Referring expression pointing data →
——————
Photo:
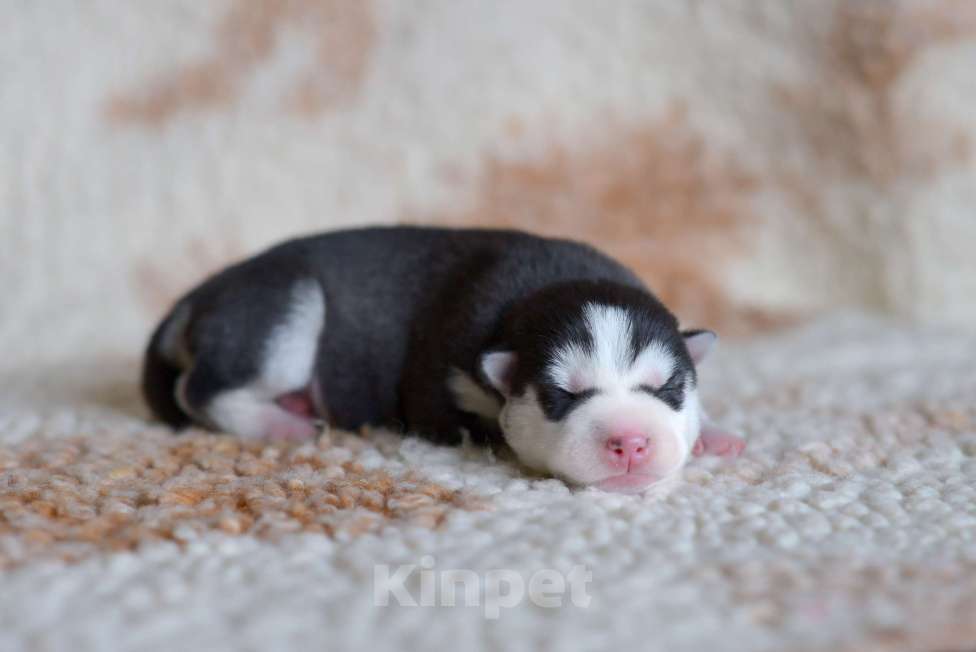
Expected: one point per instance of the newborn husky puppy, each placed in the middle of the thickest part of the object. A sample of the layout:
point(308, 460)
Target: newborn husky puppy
point(545, 345)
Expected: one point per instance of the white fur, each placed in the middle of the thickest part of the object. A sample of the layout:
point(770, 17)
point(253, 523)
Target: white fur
point(574, 448)
point(288, 364)
point(470, 397)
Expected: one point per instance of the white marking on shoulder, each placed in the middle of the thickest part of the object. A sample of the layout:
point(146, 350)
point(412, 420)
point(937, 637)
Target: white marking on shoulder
point(470, 397)
point(289, 354)
point(609, 362)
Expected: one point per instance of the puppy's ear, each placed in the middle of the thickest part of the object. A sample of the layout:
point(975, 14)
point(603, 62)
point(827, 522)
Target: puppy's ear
point(699, 343)
point(498, 368)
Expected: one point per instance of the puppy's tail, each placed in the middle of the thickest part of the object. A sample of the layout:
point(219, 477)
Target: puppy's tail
point(161, 370)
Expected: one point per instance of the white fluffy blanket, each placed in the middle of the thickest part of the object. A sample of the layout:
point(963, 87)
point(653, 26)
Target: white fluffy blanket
point(848, 524)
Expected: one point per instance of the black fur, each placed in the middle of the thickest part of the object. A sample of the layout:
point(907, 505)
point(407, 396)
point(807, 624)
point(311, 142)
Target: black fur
point(404, 305)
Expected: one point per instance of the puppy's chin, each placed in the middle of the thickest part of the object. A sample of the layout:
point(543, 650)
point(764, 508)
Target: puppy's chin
point(639, 483)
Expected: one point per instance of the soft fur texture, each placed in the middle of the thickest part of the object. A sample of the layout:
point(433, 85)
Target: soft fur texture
point(847, 524)
point(750, 157)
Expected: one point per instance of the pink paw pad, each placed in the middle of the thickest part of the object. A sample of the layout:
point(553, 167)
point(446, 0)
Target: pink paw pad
point(284, 427)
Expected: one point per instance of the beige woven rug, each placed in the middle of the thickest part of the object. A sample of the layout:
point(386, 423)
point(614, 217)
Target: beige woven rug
point(850, 523)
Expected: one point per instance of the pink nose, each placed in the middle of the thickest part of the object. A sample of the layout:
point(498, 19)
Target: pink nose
point(628, 452)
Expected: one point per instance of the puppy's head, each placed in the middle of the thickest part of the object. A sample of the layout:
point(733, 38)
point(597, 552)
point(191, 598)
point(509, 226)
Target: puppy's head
point(599, 385)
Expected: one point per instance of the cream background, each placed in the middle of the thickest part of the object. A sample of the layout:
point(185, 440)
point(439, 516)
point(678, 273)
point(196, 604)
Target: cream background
point(756, 161)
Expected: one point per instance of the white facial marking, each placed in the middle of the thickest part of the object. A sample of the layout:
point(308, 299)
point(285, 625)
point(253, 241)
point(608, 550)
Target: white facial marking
point(288, 364)
point(575, 447)
point(470, 397)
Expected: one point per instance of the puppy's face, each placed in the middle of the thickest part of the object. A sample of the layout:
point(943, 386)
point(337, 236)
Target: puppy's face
point(605, 395)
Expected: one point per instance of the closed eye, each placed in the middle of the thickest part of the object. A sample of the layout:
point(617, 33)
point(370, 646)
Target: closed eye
point(670, 392)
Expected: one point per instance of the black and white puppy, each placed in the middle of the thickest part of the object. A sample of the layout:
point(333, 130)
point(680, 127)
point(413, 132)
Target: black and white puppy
point(545, 345)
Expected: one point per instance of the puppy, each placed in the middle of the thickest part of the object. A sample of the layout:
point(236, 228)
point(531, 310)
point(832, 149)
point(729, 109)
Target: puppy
point(546, 346)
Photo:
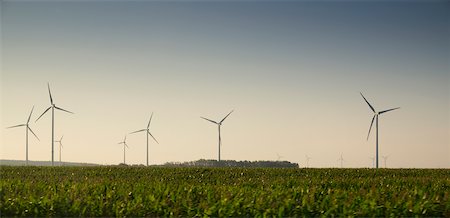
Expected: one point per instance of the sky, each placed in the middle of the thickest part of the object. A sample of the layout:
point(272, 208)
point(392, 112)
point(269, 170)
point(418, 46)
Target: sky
point(291, 71)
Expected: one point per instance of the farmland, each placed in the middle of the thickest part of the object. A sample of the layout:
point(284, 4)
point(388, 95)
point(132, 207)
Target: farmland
point(166, 191)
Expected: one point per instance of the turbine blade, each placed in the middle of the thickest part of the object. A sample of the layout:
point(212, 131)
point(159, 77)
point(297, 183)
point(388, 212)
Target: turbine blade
point(43, 114)
point(226, 116)
point(148, 125)
point(63, 110)
point(368, 103)
point(30, 115)
point(381, 112)
point(50, 94)
point(152, 137)
point(33, 133)
point(212, 121)
point(138, 131)
point(16, 126)
point(371, 126)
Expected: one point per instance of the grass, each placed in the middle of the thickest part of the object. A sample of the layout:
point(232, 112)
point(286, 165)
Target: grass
point(156, 191)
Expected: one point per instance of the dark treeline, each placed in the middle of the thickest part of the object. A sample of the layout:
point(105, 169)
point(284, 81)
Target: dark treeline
point(234, 163)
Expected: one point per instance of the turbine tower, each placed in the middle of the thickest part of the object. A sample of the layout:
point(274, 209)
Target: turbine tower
point(373, 161)
point(60, 148)
point(26, 133)
point(124, 142)
point(341, 159)
point(375, 117)
point(219, 124)
point(147, 130)
point(385, 159)
point(53, 107)
point(307, 160)
point(279, 157)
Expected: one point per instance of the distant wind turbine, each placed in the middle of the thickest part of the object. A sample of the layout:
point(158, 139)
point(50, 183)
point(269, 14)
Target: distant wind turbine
point(26, 133)
point(60, 148)
point(147, 130)
point(341, 159)
point(124, 142)
point(307, 160)
point(279, 157)
point(385, 159)
point(53, 107)
point(375, 116)
point(219, 124)
point(373, 161)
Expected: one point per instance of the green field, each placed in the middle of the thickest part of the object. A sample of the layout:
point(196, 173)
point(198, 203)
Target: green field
point(157, 191)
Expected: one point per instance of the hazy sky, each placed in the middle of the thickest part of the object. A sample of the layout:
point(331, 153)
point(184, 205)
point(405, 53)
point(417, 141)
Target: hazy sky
point(291, 70)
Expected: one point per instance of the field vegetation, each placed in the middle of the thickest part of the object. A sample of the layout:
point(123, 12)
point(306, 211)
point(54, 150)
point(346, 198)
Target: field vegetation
point(191, 191)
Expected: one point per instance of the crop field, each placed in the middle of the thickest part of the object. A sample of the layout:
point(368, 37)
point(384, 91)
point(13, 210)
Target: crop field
point(237, 192)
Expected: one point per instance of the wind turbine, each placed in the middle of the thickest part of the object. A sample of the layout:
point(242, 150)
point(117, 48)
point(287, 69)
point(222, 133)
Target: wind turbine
point(373, 161)
point(147, 130)
point(124, 142)
point(307, 160)
point(219, 124)
point(279, 157)
point(385, 159)
point(341, 159)
point(26, 133)
point(375, 116)
point(60, 147)
point(53, 107)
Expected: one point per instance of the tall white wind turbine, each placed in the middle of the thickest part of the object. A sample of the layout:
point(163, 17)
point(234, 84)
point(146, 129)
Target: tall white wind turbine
point(124, 142)
point(385, 159)
point(307, 160)
point(60, 148)
point(147, 130)
point(341, 159)
point(376, 114)
point(27, 127)
point(219, 124)
point(53, 107)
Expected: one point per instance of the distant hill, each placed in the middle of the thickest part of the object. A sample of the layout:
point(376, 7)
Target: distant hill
point(42, 163)
point(197, 163)
point(234, 163)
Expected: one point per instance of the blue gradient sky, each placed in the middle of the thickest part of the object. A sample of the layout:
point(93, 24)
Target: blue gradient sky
point(292, 70)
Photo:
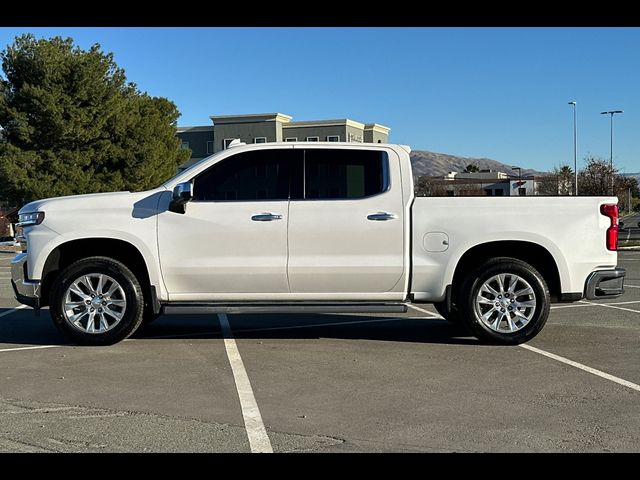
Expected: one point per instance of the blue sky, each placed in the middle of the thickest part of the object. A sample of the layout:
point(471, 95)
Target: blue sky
point(500, 93)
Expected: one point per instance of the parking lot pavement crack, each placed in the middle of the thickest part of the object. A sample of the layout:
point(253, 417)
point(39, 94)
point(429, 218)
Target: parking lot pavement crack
point(289, 442)
point(28, 426)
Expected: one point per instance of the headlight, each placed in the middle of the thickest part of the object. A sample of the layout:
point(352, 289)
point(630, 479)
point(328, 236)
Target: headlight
point(28, 219)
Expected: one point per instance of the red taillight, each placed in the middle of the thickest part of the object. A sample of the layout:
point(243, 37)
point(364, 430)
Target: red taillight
——————
PROBLEM TO WORK ON → Filter by the word "taillight": copy every line of the data that holds it.

SOLVED PROBLEM →
Expected: one point per instance of the red taillight, each placed in the middle of the thickest part of the object. A sample of the layout:
Target: red taillight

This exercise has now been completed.